## Exercise objective
Render the listing below as a JSON list of strings, with one string per line and any blank lines omitted.

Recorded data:
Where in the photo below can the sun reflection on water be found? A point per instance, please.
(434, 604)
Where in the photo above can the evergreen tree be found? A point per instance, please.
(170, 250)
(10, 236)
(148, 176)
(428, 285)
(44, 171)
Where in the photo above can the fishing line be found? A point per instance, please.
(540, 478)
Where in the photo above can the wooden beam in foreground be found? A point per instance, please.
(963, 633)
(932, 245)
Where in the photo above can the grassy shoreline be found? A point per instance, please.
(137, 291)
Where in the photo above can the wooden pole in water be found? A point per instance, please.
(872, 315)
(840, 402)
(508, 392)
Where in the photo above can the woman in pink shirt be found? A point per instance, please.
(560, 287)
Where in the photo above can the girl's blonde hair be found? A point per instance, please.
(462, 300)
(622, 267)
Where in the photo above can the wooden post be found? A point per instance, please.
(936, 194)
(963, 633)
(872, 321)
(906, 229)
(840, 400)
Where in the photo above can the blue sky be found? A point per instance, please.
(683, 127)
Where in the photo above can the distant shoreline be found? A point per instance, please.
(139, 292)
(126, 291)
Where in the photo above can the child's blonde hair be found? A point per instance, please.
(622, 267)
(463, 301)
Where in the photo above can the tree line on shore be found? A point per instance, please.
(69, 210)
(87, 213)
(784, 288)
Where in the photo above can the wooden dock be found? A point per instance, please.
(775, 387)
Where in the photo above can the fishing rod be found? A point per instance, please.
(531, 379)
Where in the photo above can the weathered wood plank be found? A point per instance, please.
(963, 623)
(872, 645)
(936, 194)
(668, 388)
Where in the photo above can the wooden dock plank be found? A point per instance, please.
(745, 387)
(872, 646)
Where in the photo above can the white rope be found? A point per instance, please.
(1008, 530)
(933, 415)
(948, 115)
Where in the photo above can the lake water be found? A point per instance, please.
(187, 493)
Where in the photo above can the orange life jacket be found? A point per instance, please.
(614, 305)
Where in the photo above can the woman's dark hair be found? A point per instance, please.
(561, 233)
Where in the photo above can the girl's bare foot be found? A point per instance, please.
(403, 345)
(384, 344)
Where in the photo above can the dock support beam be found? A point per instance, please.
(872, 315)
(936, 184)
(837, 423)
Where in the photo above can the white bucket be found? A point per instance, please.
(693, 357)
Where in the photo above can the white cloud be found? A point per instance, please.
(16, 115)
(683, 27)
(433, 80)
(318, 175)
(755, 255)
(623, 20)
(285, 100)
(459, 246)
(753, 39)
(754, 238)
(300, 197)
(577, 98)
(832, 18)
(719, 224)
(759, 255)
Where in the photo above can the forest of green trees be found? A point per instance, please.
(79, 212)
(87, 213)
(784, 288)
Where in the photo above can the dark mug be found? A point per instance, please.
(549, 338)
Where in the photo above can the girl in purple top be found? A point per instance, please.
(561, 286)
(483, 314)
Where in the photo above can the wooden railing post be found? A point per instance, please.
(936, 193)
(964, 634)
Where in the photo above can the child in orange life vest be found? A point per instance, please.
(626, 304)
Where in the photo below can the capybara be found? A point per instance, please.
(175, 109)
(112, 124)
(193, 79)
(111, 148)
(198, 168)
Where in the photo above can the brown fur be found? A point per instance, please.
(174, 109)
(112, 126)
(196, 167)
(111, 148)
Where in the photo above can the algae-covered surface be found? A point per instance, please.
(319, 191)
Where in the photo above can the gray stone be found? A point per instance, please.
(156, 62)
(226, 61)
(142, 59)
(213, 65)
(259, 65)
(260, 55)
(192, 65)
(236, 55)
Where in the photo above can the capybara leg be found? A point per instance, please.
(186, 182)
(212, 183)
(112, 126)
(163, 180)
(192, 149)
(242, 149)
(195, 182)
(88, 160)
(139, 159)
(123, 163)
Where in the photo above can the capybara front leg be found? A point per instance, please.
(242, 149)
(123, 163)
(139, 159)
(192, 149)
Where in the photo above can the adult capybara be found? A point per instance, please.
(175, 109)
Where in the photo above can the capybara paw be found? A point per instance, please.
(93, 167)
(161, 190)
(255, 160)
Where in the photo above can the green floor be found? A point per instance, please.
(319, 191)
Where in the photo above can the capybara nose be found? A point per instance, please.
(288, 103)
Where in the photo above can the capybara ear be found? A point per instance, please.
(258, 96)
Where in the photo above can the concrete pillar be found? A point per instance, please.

## Response
[
  "Where in the photo below can the sun reflection on water be found? A point per instance, please.",
  "(434, 604)",
  "Where in the photo above can the evergreen tree be found? A point per instance, please.",
  "(170, 250)",
  "(10, 236)",
  "(148, 176)",
  "(428, 285)",
  "(44, 171)",
  "Where in the photo above can the fishing line be found? A point per instance, please.",
  "(540, 478)",
  "Where in the photo above can the wooden beam in foreground be found? A point per instance, please.",
  "(963, 633)",
  "(932, 245)",
  "Where in the photo above can the grassy shoreline be found? A point per instance, please.",
  "(137, 291)",
  "Where in the photo above can the wooden pole in water be found? A point per instance, please.",
  "(872, 315)",
  "(840, 402)",
  "(508, 392)",
  "Where in the photo above can the woman in pink shirt be found? A point per instance, please.",
  "(560, 287)",
  "Where in the photo above can the girl's blonde hair be found? A point per instance, please.",
  "(462, 300)",
  "(622, 267)",
  "Where in the photo above can the wooden post be found? A point per instance, please.",
  "(936, 194)",
  "(963, 633)",
  "(872, 321)",
  "(906, 229)",
  "(840, 400)",
  "Where in the photo above can the blue sky be found? A point per instance, please.",
  "(683, 127)",
  "Where in the photo above can the distant shoreline be found? A point per instance, please.",
  "(139, 292)",
  "(126, 291)",
  "Where in the photo above can the child's blonde hair be found? A point per instance, please.",
  "(622, 267)",
  "(463, 301)",
  "Where in the photo above can the tree line on shore be found? A point per instance, please.",
  "(69, 210)",
  "(87, 213)",
  "(784, 288)",
  "Where in the photo above can the wooden dock be found? A point per instance, please.",
  "(775, 387)",
  "Where in the photo above can the fishing rod be found? A point per instance, please.",
  "(531, 379)",
  "Where in the photo above can the weathered wood plank be found? A point per instance, please.",
  "(963, 623)",
  "(872, 645)",
  "(936, 194)",
  "(668, 388)",
  "Where in the photo above can the wooden dock plank be found? A point per instance, please.",
  "(745, 387)",
  "(872, 646)",
  "Where in the photo above can the white rope be found? A point per instance, please.",
  "(1008, 530)",
  "(933, 415)",
  "(948, 115)",
  "Where in the photo above can the lake water be found? A point per instance, please.",
  "(187, 493)",
  "Where in the photo above can the orange life jacket be found? A point per instance, please.",
  "(614, 305)",
  "Where in the photo above can the woman's dark hair be found? A point per instance, please.",
  "(561, 233)",
  "Where in the photo above can the girl's bare foot be found? A point per instance, please.",
  "(403, 345)",
  "(384, 344)",
  "Where in the photo above can the dock support beam be found? A point per instance, please.",
  "(872, 315)",
  "(936, 184)",
  "(837, 423)",
  "Where in the photo above can the white bucket be found? A point per instance, please.",
  "(693, 357)",
  "Where in the photo above can the white cloud be found? A point per instance, please.",
  "(16, 115)",
  "(683, 27)",
  "(433, 80)",
  "(318, 175)",
  "(755, 255)",
  "(623, 20)",
  "(285, 100)",
  "(459, 246)",
  "(753, 39)",
  "(754, 238)",
  "(300, 197)",
  "(577, 98)",
  "(832, 18)",
  "(719, 224)",
  "(759, 255)",
  "Where in the photo above can the forest of green trees be found? A point per instance, please.",
  "(79, 212)",
  "(87, 213)",
  "(784, 288)",
  "Where in the photo above can the dark mug be found? A point per instance, please.",
  "(549, 338)",
  "Where in the photo above can the girl in purple top be found? A point per instance, please.",
  "(561, 286)",
  "(483, 314)",
  "Where in the photo above can the wooden railing post be found? A point per instance, please.",
  "(936, 193)",
  "(964, 634)",
  "Where in the photo above can the child in orange life vest be found? A point per instance, please.",
  "(626, 304)",
  "Where in the photo below can the capybara be found? A point per instance, please.",
  "(175, 109)",
  "(112, 124)",
  "(193, 79)",
  "(111, 148)",
  "(198, 168)",
  "Where in the photo above can the brown fur be found? A point per instance, please.",
  "(174, 109)",
  "(112, 126)",
  "(196, 167)",
  "(111, 148)",
  "Where in the photo above can the algae-covered surface be found? A point per instance, please.",
  "(319, 191)",
  "Where in the photo above can the gray stone be found? A point per instance, please.",
  "(156, 62)",
  "(226, 61)",
  "(142, 59)",
  "(213, 65)",
  "(259, 65)",
  "(260, 55)",
  "(192, 65)",
  "(236, 55)",
  "Where in the photo above can the capybara leg be found? A point per instance, please.",
  "(186, 182)",
  "(212, 183)",
  "(112, 126)",
  "(163, 180)",
  "(192, 149)",
  "(242, 149)",
  "(195, 182)",
  "(88, 160)",
  "(139, 159)",
  "(123, 163)",
  "Where in the photo above can the capybara front leg be found? A point per instance, please.",
  "(242, 149)",
  "(123, 163)",
  "(139, 159)",
  "(192, 149)",
  "Where in the photo above can the adult capybara be found? A point per instance, please.",
  "(175, 109)",
  "Where in the photo above can the capybara paw be found? A point per instance, please.",
  "(93, 167)",
  "(161, 190)",
  "(255, 160)",
  "Where in the photo above can the green floor be found? A point per instance, please.",
  "(319, 191)",
  "Where in the photo above can the capybara nose be found? A point per instance, please.",
  "(288, 103)",
  "Where in the photo above can the capybara ear be found? A point per instance, please.",
  "(258, 96)",
  "Where in the photo above can the concrete pillar be found? A point per instance, please."
]